To do >> Your task is to output all the records below, word for word.

(Stored data entries)
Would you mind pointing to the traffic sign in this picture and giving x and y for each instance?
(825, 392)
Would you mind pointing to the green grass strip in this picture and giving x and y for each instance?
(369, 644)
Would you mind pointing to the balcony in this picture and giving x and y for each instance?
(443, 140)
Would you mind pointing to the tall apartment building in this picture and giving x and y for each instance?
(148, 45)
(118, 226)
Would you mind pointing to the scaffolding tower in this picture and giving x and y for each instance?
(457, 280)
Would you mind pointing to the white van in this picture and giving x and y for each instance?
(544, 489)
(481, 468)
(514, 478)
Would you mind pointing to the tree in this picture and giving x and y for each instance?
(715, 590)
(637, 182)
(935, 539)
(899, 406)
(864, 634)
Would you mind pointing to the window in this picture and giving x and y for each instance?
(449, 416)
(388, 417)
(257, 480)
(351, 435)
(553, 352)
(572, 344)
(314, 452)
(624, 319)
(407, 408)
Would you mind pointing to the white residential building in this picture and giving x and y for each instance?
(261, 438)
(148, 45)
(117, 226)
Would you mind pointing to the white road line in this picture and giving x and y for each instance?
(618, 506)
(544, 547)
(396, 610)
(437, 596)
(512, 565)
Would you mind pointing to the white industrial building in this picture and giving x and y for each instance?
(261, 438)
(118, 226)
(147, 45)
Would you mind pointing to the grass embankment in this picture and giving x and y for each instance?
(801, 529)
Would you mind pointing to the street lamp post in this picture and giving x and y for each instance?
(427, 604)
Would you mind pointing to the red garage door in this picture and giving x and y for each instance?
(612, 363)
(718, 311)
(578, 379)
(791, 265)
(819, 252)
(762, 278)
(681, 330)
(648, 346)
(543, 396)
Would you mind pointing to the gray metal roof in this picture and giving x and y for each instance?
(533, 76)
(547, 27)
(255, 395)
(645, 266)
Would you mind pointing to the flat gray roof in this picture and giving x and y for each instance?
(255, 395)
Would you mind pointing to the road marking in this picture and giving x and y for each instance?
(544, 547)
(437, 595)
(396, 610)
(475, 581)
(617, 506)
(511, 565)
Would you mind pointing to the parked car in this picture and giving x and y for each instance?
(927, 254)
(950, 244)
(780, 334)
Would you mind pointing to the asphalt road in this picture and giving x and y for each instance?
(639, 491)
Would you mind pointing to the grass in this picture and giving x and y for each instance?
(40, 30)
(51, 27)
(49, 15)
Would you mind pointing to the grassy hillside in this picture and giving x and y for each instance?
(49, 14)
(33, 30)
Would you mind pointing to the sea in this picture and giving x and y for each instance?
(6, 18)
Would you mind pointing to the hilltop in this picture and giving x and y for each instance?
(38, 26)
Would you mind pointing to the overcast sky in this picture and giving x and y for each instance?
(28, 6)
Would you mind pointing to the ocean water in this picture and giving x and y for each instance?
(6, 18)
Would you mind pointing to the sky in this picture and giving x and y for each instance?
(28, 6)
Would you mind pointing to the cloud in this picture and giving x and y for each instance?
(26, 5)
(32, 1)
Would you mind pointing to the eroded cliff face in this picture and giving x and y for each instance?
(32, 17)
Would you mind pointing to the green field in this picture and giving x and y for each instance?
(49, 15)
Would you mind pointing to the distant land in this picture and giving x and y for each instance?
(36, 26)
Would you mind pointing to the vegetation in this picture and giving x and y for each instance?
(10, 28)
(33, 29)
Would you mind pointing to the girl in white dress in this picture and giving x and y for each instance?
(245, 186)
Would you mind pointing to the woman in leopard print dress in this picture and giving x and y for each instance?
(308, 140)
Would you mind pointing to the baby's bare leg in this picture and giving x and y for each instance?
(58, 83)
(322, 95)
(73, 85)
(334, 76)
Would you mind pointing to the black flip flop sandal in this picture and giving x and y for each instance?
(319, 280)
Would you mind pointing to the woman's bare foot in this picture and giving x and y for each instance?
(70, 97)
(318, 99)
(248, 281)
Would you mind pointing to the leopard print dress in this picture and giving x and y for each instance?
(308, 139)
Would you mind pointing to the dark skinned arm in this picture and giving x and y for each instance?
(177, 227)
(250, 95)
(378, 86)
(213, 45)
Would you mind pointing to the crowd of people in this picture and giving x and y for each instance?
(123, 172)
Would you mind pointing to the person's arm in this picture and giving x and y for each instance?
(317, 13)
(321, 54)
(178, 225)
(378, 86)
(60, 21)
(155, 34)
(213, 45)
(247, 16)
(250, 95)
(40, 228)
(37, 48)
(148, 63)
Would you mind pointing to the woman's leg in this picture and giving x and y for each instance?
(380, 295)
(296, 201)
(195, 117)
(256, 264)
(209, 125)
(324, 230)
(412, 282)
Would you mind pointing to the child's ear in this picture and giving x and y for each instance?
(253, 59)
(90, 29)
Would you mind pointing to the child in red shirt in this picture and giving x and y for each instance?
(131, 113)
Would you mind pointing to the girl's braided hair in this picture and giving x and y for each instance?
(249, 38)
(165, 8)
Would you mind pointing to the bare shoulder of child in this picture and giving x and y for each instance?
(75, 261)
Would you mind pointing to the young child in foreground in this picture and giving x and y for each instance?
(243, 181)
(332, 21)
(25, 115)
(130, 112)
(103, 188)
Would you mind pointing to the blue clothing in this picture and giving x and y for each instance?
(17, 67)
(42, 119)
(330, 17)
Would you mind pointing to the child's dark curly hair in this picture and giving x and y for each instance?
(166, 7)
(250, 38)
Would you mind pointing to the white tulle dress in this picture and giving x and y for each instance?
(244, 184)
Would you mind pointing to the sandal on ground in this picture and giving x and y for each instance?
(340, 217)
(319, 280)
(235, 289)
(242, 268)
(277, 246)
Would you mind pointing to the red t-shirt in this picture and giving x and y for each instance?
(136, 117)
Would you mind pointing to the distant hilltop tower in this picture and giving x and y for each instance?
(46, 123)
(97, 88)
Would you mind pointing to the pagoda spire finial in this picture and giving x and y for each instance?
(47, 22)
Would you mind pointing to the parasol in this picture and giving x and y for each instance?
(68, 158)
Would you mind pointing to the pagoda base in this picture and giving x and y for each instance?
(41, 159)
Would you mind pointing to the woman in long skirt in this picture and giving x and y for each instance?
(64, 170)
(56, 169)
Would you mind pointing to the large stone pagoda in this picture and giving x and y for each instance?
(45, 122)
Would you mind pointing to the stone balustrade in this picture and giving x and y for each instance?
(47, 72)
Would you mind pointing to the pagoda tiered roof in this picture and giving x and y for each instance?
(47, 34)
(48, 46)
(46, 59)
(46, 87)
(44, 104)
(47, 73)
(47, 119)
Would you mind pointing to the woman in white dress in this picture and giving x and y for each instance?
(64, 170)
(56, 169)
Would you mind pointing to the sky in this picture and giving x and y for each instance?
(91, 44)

Reply >>
Would you mind pointing to the traffic sign in this picture and giving x and y for each instance?
(825, 392)
Would you mind pointing to the green grass strip in this picture and giving x and y for each instance?
(369, 644)
Would you mind pointing to the balcony in this picture and giving x and y for each instance?
(443, 140)
Would you mind pointing to the tall apartment building in this picture and giving x and y for each instance?
(148, 45)
(118, 226)
Would you mind pointing to the scaffolding tower in this picture and giving x and y for each instance?
(457, 280)
Would you mind pointing to the white van in this picture and giving x and y for each instance?
(544, 489)
(481, 468)
(514, 478)
Would you mind pointing to the tree in this picture and giving x and y for each instance?
(715, 590)
(637, 182)
(935, 539)
(899, 406)
(864, 634)
Would you mind pointing to the window in this picture and giving x and y for each instance?
(449, 416)
(388, 417)
(257, 480)
(351, 435)
(553, 352)
(572, 344)
(314, 452)
(624, 319)
(407, 408)
Would you mind pointing to the white residential building in this picture and giving x and y for each instance?
(261, 438)
(148, 45)
(117, 226)
Would you mind pointing to the white road line in this picture and giving x and y for each instance?
(618, 506)
(544, 547)
(396, 610)
(437, 596)
(512, 565)
Would you mind pointing to the white industrial building in this picture and giving x and y for each instance?
(261, 438)
(118, 226)
(147, 45)
Would you mind pointing to the grass embankment in this picture and giving x and y for each instance?
(801, 529)
Would you mind pointing to the street lamp post in this picture and giving x and y for each instance?
(427, 604)
Would you mind pointing to the red garage door in this picture and giving x and y for each instance?
(612, 363)
(718, 311)
(578, 379)
(791, 265)
(819, 252)
(762, 278)
(681, 330)
(648, 346)
(543, 396)
Would you mind pointing to the gray metal roof in this picture and giving x and y for each instance?
(533, 76)
(547, 27)
(255, 395)
(645, 266)
Would you mind pointing to the flat gray roof in this picture and giving x and y for each instance?
(255, 395)
Would you mind pointing to the road marking in this picture and giving x and y for each instance?
(544, 547)
(437, 595)
(396, 610)
(475, 581)
(617, 506)
(511, 565)
Would you mind pointing to the parked car in this picture and giving x and y for each instance?
(927, 254)
(950, 244)
(780, 334)
Would you mind pointing to the asphalt road in this picture and giving x and y for each instance?
(639, 491)
Would you mind pointing to the grass in this picture and giving x and y for each instance?
(40, 30)
(51, 27)
(49, 15)
Would you mind pointing to the grassy hillside in this picture and giving x and y for each instance?
(49, 14)
(33, 30)
Would you mind pointing to the sea in this picture and giving x and y for each instance?
(6, 18)
Would you mind pointing to the hilltop in this picture and giving x and y for each instance?
(38, 26)
Would you mind pointing to the overcast sky in this picture and giving x and y for each instance?
(28, 6)
Would you mind pointing to the ocean water in this picture and giving x and y for each instance?
(6, 18)
Would you mind pointing to the sky in this picture and giving x and y for each instance?
(28, 6)
Would you mind pointing to the cloud in this picture and giving x and y for each instance?
(26, 5)
(32, 1)
Would you mind pointing to the eroded cliff face in this picture and giving x and y for each instance?
(32, 17)
Would you mind pointing to the green field in this picture and giving x and y for each instance?
(49, 15)
Would you mind pointing to the distant land in this picture and giving x and y for each instance?
(36, 26)
Would you mind pointing to the vegetation in this picture and giving x and y for each instance?
(10, 28)
(33, 29)
Would you mind pointing to the girl in white dress in this picture and giving x and y for each instance?
(245, 186)
Would you mind pointing to the woman in leopard print dress in this picture and giving x and y for each instance?
(308, 140)
Would you mind pointing to the baby's bare leg in this picture and giving x and y for each instance?
(58, 83)
(322, 95)
(73, 85)
(334, 76)
Would you mind pointing to the black flip flop sandal in this picture and giving x and y for each instance?
(319, 280)
Would you mind pointing to the woman's bare foot in this picture and giving x and y for each instance?
(70, 97)
(318, 99)
(248, 281)
Would you mind pointing to the leopard print dress in this picture and giving x and y for each instance?
(308, 139)
Would you mind pointing to the dark skinned arm in this picture and giving x and y for each instance?
(177, 227)
(250, 95)
(378, 86)
(213, 45)
Would you mind pointing to the crowd of people in this picture and giving x and y for each instance?
(123, 172)
Would you mind pointing to the person's arm in this picture and giving x and y for each instance?
(317, 13)
(321, 54)
(178, 225)
(378, 86)
(60, 21)
(155, 34)
(213, 45)
(247, 16)
(250, 95)
(40, 228)
(37, 48)
(148, 63)
Would you mind pointing to the woman's leg in this picture and giving x and y for each instance?
(380, 295)
(296, 201)
(195, 117)
(256, 264)
(209, 125)
(324, 230)
(412, 282)
Would you mind pointing to the child's ear in this picture and giving x and y for each instance?
(253, 59)
(90, 29)
Would you mind pointing to the child in red shirt in this picture and giving x and y for each instance?
(131, 113)
Would you mind pointing to the girl's braided hair in this picture and giving x and y for each instance?
(249, 38)
(165, 8)
Would you mind pointing to the bare shoulder of child in this picture and giving x and y for each instance?
(75, 261)
Would you mind pointing to the young child in foreground in this picture and giving x and y for each instance?
(243, 181)
(332, 21)
(25, 115)
(130, 112)
(103, 188)
Would you mind pointing to the blue clothing in this picture and giving x and y for each instance?
(17, 67)
(42, 119)
(330, 17)
Would you mind pointing to the child's dark curly hair in this picture and giving x and y for each instance?
(166, 7)
(250, 38)
Would you mind pointing to the white tulle dress in this picture and giving x and y for each instance?
(244, 184)
Would you mind pointing to the sandal on ground in this picture and giving x and y for each instance?
(340, 217)
(319, 280)
(235, 289)
(242, 268)
(277, 246)
Would you mind pointing to the red t-shirt in this picture and giving x and y for each instance?
(136, 117)
Would you mind pointing to the distant hilltop tower in this picture and giving x and y for each instance?
(46, 123)
(97, 88)
Would you mind pointing to the pagoda spire finial in this picture and giving x and y for each instance?
(47, 22)
Would you mind pointing to the parasol in this picture and giving x and y for each instance?
(68, 158)
Would you mind pointing to the pagoda base in this picture and giving x and y for each instance?
(41, 159)
Would you mind pointing to the woman in long skirt in this picture and giving x and y for each instance?
(64, 170)
(56, 169)
Would you mind pointing to the large stone pagoda in this picture and giving x and y for each instance?
(45, 122)
Would you mind pointing to the stone balustrade in this picture and giving x and y for each instance?
(47, 72)
Would you mind pointing to the pagoda tiered roof in this picture and giving x and y for each instance?
(47, 34)
(48, 46)
(46, 59)
(46, 87)
(44, 104)
(47, 73)
(47, 119)
Would you mind pointing to the woman in white dress in this picture and giving x and y for each instance?
(64, 170)
(56, 169)
Would you mind pointing to the sky in this picture and giving x and y for each instance?
(91, 44)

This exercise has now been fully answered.